#### Check your understanding
(1) Decide whether each statement agrees with the notes on urinary tract imaging below. Give yes or no for each, along with the deciding words from the notes in quotation marks. (a) Prostate ultrasound is best done through the abdomen. (b) Retrograde pyelography is normally done with the patient under general anesthesia. (c) Metformin should be stopped before contrast is given.
(2) Reproduce the stretch of the notes on urinary tract imaging from "These two methods" through "to relieve obstruction.".

#### Extract
Bladder and prostate USS


Bladder USS can assess residual volumes after bladder emptying. Prostate USS is best done transrectally, and can demonstrate its size, any asymmetry, or suspicious areas. USS-guided prostatic biopsy may be performed.


Intravenous urogram/pyelogram (IVU/IVP)


This is commonly used in the investigation of renal colic, although it is also a useful tool in assessing the anatomy of the urinary tract.


A plain film is taken first as the comparison film, then a slow intravenous injection of an iodine-containing contrast dye is given (prophylaxis with highdose steroids are given to asthmatics and those with a known allergy to iodine, to prevent an allergic reaction). Serial X-rays are then taken, which show the passage of the dye through the renal parenchyma, outlining the kidneys clearly. The dye then normally passes rapidly into the ureters. If there is obstruction, dye will be ‘held-up’ on one or both sides. The exact site of obstruction can often be seen with dilatation above. A filling defect within the ureter suggests a radiolucent stone or tumour. Pre and post-voiding films are taken to look for any filling defects in the bladder (stone or tumour), and to assess bladder emptying.


IVU/IVP should be avoided in significant renal impairment because of nephrotoxicity and poor dye excretion makes the test difficult to interpret. All patients should be well hydrated. Diabetics are particularly at risk of nephrotoxicity, metformin should be stopped prior to giving contrast.


Other urographic studies


These two methods are more invasive than IVU/IVP, but as the dye is given directly into the urinary tract, avoids the risk of nephrotoxicity and allergy. Therapeutic stents may be placed as part of the procedure to relieve obstruction.


· Nephrostomy and antegrade pyelography – for upper tract obstruction, a fine-bore catheter is introduced into the dilated renal pelvis percutaneously under local anaesthetic. This relieves the obstruction and allows urine to drain out. Contrast is then injected through the catheter, to demonstrate the cause and site of obstruction.


·        Retrograde pyelography – following cystoscopy, a catheter is passed into the ureteric orifice normally under general anaesthetic. Contrast is injected and images are obtained. This is useful for defining lower ureteric lesions such as stones, and to look for transitional cell carcinoma of the ureter.


Computed tomography (CT)

#### Extracted entries

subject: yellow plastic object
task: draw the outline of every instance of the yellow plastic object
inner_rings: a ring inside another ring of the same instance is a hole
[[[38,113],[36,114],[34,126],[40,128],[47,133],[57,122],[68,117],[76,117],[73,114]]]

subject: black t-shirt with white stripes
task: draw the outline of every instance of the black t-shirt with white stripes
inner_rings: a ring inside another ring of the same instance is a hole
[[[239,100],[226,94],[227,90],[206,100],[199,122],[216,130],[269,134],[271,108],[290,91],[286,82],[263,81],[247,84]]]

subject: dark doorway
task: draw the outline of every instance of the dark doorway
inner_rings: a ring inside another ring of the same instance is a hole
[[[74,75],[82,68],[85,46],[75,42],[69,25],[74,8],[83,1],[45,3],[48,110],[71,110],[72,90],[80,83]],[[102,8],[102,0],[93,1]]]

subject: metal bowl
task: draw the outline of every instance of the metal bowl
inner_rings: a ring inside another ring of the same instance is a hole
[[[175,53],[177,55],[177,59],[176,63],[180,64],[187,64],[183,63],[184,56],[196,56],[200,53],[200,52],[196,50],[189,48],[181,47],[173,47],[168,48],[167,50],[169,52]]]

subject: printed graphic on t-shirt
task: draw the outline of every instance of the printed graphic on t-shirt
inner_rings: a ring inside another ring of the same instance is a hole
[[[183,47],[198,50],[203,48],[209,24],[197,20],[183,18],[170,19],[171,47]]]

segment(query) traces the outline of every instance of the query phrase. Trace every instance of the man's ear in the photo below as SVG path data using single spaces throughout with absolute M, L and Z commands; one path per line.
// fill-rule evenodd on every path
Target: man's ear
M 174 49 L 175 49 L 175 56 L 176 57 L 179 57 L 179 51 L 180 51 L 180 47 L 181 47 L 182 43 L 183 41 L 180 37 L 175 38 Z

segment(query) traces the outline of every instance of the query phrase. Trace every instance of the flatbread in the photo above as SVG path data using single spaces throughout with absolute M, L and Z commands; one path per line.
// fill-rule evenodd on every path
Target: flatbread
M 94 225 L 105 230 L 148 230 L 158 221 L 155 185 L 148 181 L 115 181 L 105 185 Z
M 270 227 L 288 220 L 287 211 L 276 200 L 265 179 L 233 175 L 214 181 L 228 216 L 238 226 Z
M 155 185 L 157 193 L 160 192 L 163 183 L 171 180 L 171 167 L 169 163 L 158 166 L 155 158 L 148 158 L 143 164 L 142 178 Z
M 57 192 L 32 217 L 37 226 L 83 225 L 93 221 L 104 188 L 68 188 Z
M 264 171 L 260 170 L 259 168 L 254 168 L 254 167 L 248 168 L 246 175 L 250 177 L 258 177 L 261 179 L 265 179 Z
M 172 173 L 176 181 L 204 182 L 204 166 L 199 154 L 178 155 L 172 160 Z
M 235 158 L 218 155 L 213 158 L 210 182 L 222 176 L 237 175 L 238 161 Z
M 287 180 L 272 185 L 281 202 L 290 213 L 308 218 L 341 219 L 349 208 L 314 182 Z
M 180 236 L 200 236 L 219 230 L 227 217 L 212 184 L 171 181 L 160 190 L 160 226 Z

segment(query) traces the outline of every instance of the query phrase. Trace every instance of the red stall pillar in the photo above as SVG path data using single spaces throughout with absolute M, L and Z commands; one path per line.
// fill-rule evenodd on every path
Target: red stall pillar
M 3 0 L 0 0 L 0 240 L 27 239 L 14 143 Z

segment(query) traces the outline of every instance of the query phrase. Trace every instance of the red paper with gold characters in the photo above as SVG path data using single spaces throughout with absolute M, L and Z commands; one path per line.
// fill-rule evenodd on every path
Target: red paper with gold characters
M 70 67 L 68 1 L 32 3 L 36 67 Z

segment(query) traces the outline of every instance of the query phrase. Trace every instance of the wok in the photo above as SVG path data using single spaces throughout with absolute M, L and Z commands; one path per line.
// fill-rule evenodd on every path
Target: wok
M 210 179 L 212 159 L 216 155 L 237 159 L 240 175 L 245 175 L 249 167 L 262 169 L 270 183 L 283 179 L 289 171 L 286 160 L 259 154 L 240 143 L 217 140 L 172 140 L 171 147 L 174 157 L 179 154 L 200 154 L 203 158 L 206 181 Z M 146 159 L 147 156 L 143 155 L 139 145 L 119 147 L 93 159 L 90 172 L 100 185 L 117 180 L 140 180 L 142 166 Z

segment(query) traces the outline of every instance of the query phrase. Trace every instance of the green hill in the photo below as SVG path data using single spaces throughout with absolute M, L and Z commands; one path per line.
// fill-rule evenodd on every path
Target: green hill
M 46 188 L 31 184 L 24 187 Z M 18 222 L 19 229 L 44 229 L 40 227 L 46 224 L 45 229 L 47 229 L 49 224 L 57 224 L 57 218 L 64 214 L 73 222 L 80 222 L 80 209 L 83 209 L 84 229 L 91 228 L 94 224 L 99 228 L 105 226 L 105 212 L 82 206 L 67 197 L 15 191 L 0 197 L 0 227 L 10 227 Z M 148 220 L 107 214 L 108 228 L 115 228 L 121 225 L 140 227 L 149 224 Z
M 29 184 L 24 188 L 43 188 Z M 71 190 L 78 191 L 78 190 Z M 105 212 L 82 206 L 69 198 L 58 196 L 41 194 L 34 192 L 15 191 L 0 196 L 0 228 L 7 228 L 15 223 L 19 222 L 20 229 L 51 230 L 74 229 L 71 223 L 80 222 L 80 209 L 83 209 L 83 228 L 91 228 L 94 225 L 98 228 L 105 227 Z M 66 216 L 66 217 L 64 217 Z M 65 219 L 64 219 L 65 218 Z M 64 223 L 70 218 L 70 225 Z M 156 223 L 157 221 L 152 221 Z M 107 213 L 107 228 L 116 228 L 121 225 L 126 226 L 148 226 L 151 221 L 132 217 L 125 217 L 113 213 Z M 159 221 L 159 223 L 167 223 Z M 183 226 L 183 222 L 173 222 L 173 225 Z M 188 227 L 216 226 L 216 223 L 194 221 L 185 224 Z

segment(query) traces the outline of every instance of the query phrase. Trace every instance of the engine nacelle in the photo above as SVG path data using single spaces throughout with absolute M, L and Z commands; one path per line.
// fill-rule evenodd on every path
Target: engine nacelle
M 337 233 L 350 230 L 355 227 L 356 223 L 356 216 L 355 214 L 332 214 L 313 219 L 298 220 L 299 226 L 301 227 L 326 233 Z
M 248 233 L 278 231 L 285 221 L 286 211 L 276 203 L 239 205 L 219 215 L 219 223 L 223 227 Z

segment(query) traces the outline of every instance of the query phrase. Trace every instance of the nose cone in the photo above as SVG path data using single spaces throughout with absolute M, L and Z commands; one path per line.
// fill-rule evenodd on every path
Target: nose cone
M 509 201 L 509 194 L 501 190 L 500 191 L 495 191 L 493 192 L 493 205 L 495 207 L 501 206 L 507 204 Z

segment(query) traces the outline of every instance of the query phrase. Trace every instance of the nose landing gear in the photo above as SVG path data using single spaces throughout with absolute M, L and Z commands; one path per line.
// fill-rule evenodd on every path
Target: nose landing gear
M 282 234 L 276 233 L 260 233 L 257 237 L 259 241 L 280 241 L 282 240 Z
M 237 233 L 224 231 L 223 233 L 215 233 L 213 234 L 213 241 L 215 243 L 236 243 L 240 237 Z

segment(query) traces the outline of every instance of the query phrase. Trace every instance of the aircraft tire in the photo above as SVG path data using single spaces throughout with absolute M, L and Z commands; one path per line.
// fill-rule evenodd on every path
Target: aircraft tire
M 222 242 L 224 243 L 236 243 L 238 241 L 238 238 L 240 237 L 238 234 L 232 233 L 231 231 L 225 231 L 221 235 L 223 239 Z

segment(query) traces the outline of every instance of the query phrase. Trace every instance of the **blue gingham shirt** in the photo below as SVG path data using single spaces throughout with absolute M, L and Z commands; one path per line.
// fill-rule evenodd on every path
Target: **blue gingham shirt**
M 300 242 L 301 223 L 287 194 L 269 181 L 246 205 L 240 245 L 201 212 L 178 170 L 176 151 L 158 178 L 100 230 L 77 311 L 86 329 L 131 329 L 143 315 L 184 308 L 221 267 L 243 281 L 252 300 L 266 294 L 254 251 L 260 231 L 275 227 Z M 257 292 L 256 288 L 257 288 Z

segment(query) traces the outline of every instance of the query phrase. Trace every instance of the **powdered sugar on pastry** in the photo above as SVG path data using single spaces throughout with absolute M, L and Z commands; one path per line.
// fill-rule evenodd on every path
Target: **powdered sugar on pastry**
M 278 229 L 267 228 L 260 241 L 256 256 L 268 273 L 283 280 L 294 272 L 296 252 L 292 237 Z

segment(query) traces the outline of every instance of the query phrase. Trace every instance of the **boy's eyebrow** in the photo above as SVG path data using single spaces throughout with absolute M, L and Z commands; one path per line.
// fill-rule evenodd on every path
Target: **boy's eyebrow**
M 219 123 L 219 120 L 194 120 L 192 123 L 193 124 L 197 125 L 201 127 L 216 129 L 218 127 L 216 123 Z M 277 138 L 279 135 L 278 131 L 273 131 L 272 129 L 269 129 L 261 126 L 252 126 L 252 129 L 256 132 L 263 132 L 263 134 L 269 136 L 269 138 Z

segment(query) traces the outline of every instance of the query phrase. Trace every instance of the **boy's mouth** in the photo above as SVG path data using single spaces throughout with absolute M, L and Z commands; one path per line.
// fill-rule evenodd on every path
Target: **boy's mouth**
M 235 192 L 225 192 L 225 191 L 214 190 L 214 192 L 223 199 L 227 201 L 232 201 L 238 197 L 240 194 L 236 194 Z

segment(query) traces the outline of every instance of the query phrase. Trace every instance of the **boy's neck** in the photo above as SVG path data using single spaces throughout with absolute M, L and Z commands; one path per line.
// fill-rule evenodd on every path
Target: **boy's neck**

#### Results of the exercise
(1)
(a) No: "Prostate USS is best done transrectally"
(b) Yes: "a catheter is passed into the ureteric orifice normally under general anaesthetic"
(c) Yes: "metformin should be stopped prior to giving contrast"

(2)
These two methods are more invasive than IVU/IVP, but as the dye is given directly into the urinary tract, avoids the risk of nephrotoxicity and allergy. Therapeutic stents may be placed as part of the procedure to relieve obstruction.